Belge Metni
AK Parti İstanbul İstişare Ve Değerlendirme Toplantısı

Başbakan Ahmet Davutoğlu, "İstanbul'da etkili olan bir siyasi hareket, Türkiye'de etkili olmuştur. İstanbul'da düşüşe geçen bir siyasi hareket de Türkiye'de etkisini kaybetmeye başlamıştır" dedi.

Davutoğlu, AK Parti İstanbul İl Başkanlığı'nda düzenlenen istişare ve değerlendirme toplantısında yaptığı konuşmada, geçmişte çok canlı olan bazı şehirlerin bugün canlılığını yitirdiğini, New York gibi bazı şehirlerin de şu anda canlı olduğunu ancak 400 yıl öncesine gidildiğinde yerinde köy bile bulunmadığını söyledi.

Bu yüzden İstanbul'un kendilerine sadece ecdadın değil insanlığın emaneti olduğunu dile getiren Davutoğlu, İstanbul'un siyaseti, doğası ve tarihinin insanlığın malı olduğunu ifade etti.

Davutoğlu, İstanbul'a sahip olmaları nedeniyle şereflerin en büyüğüne sahip olduklarını kaydederek, Hazreti Peygamber'in İstanbul ile ilgili hadisini hatırlattı.

"Aslında İstanbul'u fetheden komutana vurgulanan müjde şunu da ifade etmiş, bir hedef göstermiştir. İstanbul'u fethedersiniz tarihin akışını da şekillendirirsiniz. Bu hem ulvi hem de tarihi bir işarettir" diyen Davutoğlu, bu yüzden tarihlerinin seyrinin de İstanbul ile değiştiğini aktardı.

Davutoğlu, Süleyman Şah Türbesi'ne yaptığı ziyarete değinerek, Moğol baskısıyla yıkılan bir şehirden hareket eden birkaç yüz çadırlık obanın Fırat Nehri kenarına ve daha sonra Anadolu'ya girdiğinde o obadan bir beylik, beylikten bir devlet, devletten bir imparatorluk çıkacağını kimsenin hesap etmediğini, o günlerde o obanın taşıdığı ahlaki değerlerin, irfanın ve hikmetin aslında bu topraklara ekilen bir tohum olduğunu, o tohumların büyüyerek Selçuklu'da bir fidan, Osmanlı'nın ilk dönemlerinde bu fidanın Rumeli'ye göç ederek yeni fidanlıklar kurduğunu, fidanların İstanbul'un fethiyle çınar olduğunu anlattı.

İstanbul'un fethiyle Osmanlı'nın bütün yapısal özelliklerinin değiştiğini kaydeden Davutoğlu, Fatih'in kanunnamesi ile artık bir beylik, devlet değil 7 iklimi bünyesinde barındıran, kadim bütün halkları bünyesine alan, hepsini barış içerisinde bir kadim düzene, nizam-ı aleme, bir cihan düzenine dönüştüren büyük bir yolun başlangıç adımının oluşturulduğunu bildirdi.

Verilen Bilgiler
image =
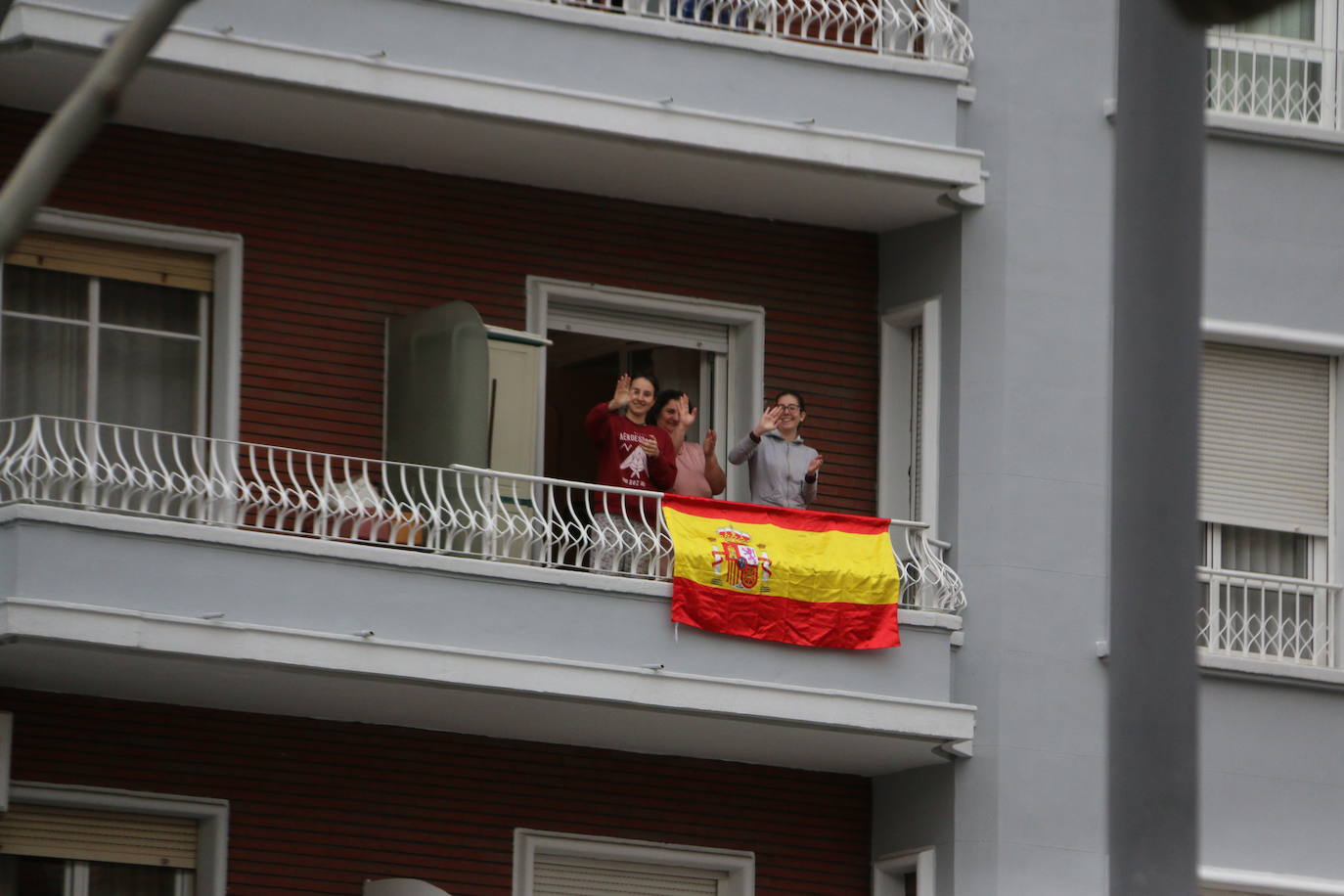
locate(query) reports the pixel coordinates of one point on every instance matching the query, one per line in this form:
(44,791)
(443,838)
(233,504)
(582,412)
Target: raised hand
(769,421)
(622,394)
(686,413)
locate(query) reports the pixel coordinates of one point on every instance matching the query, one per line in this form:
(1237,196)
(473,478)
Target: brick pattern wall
(333,248)
(320,806)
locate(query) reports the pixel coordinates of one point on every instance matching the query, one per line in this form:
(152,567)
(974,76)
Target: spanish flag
(818,579)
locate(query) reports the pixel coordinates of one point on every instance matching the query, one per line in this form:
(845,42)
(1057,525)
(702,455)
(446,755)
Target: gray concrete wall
(268,585)
(575,50)
(1272,245)
(1272,781)
(1031,471)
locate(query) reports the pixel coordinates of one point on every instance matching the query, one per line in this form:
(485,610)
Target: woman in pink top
(697,469)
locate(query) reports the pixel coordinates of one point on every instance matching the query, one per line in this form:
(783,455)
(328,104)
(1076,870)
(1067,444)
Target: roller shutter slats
(119,261)
(1265,438)
(573,876)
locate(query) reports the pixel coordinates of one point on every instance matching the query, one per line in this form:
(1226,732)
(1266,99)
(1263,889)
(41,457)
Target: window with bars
(93,330)
(1264,504)
(1281,65)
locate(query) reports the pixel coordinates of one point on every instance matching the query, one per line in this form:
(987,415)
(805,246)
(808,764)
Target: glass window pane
(148,306)
(1294,19)
(1265,551)
(107,878)
(28,876)
(147,381)
(43,368)
(46,291)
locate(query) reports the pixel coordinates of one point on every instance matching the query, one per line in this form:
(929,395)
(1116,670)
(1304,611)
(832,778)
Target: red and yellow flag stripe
(798,576)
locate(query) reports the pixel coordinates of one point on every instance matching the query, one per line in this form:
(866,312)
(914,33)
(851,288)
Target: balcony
(179,568)
(719,105)
(912,28)
(1276,79)
(1268,617)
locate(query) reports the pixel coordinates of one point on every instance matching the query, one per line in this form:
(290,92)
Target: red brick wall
(335,247)
(320,806)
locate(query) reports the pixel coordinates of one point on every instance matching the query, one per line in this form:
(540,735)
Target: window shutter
(1265,438)
(917,424)
(119,261)
(637,326)
(129,838)
(579,876)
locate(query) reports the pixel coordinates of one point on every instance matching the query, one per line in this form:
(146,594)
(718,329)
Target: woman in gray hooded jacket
(781,468)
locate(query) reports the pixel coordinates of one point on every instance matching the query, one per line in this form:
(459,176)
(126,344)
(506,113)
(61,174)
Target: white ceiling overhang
(190,661)
(369,109)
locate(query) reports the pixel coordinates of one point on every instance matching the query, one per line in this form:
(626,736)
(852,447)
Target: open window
(1279,65)
(121,323)
(908,465)
(712,351)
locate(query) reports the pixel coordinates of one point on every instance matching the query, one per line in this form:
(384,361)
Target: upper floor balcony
(841,114)
(1281,68)
(160,565)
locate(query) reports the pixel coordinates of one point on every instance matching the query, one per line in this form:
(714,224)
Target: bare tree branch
(67,132)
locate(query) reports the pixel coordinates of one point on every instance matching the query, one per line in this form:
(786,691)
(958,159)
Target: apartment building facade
(243,622)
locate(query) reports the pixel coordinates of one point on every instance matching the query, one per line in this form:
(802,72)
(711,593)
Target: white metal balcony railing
(920,28)
(461,511)
(1276,78)
(1268,617)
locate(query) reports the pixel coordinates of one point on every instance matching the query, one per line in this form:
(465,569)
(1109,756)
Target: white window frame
(739,385)
(888,871)
(226,298)
(1325,559)
(211,817)
(530,844)
(897,388)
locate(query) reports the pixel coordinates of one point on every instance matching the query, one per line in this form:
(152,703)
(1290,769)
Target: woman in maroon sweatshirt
(633,454)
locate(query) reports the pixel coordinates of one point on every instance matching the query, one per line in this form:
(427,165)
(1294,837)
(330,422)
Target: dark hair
(646,377)
(802,406)
(660,402)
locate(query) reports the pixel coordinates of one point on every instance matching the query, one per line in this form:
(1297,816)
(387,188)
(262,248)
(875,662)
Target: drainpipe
(79,117)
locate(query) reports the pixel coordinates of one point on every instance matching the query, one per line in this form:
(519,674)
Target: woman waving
(632,454)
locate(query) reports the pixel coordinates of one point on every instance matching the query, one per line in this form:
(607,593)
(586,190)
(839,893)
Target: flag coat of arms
(798,576)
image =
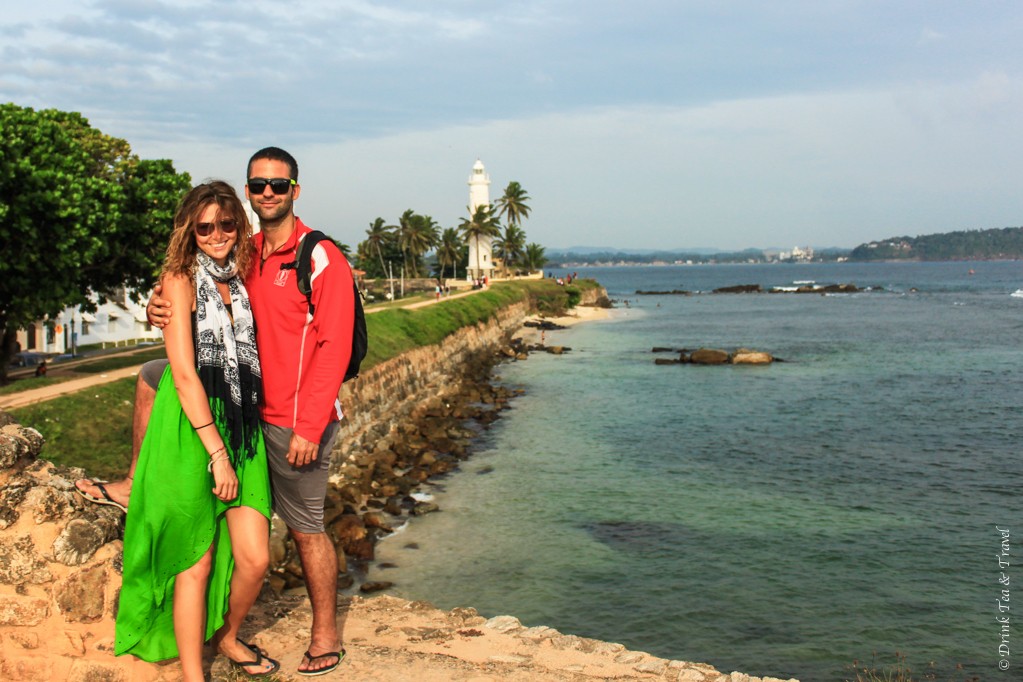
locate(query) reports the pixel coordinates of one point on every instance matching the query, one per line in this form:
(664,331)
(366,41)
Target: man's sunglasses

Yazılı Soru A
AK Parti toplantısı metnine göre Davutoğlu, fidanların İstanbul'un fethiyle neye dönüştüğünü söyledi?
Yazılı Soru B
AK Parti toplantısı metninde "Bu yüzden İstanbul'un" sözlerinden başlayıp "ilgili hadisini hatırlattı." sözleri de dahil olmak üzere olan kısmı hiçbir şeyi değiştirmeden yazın.

Doğru Yanıt A
Çınara dönüştüğünü söyledi.

Doğru Yanıt B
Bu yüzden İstanbul'un kendilerine sadece ecdadın değil insanlığın emaneti olduğunu dile getiren Davutoğlu, İstanbul'un siyaseti, doğası ve tarihinin insanlığın malı olduğunu ifade etti.

Davutoğlu, İstanbul'a sahip olmaları nedeniyle şereflerin en büyüğüne sahip olduklarını kaydederek, Hazreti Peygamber'in İstanbul ile ilgili hadisini hatırlattı.